WRITTEN PROBLEM: Repeat the stretch of items from the line containing "[locate] the cockpit" through the line containing "<point>64,817</point>", with no changes.

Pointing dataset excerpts
####

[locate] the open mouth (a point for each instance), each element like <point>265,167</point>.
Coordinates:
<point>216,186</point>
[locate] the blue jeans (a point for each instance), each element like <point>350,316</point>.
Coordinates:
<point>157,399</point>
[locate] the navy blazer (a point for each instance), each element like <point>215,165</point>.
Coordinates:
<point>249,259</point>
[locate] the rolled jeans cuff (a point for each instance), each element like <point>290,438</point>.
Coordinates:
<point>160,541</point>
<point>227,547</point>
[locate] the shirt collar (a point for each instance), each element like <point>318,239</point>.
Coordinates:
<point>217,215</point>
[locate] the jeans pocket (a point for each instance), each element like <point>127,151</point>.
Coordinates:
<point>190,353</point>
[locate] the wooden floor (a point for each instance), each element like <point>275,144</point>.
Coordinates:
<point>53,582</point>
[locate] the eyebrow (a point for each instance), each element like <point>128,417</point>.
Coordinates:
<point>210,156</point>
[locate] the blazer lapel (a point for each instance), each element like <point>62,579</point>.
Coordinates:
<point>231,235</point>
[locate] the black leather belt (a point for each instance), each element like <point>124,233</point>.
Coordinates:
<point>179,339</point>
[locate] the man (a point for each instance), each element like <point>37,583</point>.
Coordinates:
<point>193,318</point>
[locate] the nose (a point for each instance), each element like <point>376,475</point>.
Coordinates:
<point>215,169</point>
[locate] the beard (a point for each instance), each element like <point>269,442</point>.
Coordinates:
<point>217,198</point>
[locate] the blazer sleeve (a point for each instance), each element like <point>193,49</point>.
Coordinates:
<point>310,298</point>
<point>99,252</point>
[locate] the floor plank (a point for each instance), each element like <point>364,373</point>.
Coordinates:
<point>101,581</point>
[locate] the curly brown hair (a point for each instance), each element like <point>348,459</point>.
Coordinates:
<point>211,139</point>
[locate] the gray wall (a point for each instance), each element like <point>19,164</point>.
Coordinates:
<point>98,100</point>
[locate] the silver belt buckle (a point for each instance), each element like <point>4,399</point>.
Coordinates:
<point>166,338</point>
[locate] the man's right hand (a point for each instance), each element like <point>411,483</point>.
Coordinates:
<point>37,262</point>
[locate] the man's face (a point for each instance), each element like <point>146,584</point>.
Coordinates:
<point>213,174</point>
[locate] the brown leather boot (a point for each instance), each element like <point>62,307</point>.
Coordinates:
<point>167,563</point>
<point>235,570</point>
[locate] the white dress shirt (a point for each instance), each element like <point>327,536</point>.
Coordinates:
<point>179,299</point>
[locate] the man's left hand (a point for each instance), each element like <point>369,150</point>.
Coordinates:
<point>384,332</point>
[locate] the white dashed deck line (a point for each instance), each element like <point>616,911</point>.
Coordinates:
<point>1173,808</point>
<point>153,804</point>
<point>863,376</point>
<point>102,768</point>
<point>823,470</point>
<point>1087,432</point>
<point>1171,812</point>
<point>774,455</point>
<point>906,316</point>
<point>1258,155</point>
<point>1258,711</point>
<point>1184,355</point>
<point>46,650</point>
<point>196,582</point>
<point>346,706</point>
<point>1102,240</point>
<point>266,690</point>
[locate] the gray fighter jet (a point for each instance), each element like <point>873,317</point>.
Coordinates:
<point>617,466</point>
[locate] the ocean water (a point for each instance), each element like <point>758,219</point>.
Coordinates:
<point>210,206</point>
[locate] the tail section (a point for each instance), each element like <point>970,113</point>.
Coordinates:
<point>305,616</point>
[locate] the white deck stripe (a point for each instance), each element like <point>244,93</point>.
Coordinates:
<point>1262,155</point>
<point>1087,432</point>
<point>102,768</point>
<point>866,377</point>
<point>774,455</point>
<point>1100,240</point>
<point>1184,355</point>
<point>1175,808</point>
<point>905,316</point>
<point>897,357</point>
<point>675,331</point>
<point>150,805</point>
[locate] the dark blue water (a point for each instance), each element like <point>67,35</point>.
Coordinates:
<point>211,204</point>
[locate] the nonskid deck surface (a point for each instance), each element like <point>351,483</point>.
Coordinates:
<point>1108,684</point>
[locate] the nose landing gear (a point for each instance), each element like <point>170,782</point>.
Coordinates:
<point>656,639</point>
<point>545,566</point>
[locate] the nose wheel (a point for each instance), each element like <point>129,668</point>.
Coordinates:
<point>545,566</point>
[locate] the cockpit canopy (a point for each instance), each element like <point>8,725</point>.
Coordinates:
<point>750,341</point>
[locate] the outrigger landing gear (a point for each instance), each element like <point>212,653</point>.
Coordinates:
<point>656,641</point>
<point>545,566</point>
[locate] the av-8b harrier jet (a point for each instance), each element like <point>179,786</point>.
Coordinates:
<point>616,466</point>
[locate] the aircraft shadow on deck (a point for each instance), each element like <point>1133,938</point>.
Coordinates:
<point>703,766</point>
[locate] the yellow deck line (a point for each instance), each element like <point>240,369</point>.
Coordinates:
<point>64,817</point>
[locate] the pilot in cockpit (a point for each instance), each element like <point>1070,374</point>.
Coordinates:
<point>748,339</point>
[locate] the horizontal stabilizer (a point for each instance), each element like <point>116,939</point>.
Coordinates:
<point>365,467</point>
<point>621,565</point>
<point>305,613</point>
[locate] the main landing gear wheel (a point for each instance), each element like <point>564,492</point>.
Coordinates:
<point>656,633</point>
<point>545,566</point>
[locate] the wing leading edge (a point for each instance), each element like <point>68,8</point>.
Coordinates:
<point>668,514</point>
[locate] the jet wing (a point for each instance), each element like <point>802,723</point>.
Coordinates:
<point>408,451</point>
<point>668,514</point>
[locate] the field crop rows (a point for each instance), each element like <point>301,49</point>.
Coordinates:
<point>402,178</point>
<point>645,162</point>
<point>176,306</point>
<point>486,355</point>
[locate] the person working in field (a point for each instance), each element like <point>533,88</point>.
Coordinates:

####

SOLUTION FOR THIS PROBLEM:
[locate] the cockpit canopy (a point for each instance), each element like <point>8,725</point>.
Coordinates:
<point>750,341</point>
[locate] the outrigger landing gear (a point for each instance), each element like <point>212,653</point>.
Coordinates:
<point>656,641</point>
<point>545,566</point>
[locate] the av-8b harrier jet (a point for each instance), each element like <point>179,786</point>.
Coordinates:
<point>616,466</point>
[locate] the aircraft shadow on deck (a point for each instance), each element like <point>1133,938</point>.
Coordinates:
<point>703,766</point>
[locate] the yellow deck line (a point for each instance), each element like <point>240,369</point>.
Coordinates:
<point>64,817</point>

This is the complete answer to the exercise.